What you need to do:
Which lines in the data below contain the string "instance"? Pick out each of those lines and copy it in full, treating uppercase and lowercase letters as different.

╭─ Record set

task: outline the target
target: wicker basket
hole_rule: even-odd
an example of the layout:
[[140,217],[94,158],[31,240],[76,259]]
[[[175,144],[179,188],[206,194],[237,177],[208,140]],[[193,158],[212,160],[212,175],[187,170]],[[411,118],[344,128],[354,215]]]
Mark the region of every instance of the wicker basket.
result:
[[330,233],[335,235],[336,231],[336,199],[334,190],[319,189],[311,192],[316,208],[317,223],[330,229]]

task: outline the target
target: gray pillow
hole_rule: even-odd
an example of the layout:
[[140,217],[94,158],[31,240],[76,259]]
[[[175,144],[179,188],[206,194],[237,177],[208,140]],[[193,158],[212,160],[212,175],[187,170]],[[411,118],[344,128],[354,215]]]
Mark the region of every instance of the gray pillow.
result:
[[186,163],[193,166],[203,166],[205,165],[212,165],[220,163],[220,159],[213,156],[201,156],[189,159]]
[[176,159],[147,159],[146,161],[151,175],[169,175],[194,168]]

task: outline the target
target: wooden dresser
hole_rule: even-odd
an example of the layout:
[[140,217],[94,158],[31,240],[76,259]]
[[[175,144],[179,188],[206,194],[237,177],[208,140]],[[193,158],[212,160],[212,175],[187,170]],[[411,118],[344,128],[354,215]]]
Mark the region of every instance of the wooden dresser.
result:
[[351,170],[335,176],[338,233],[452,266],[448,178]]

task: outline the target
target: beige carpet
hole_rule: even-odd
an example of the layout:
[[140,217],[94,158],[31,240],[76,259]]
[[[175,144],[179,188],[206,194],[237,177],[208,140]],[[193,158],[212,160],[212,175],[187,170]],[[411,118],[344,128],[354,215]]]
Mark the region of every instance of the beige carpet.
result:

╰─

Result of this task:
Mark the region of every instance of the wicker basket.
Mark the region of every instance of the gray pillow.
Mark the region of every instance of the wooden dresser.
Mark the region of every instance of the beige carpet.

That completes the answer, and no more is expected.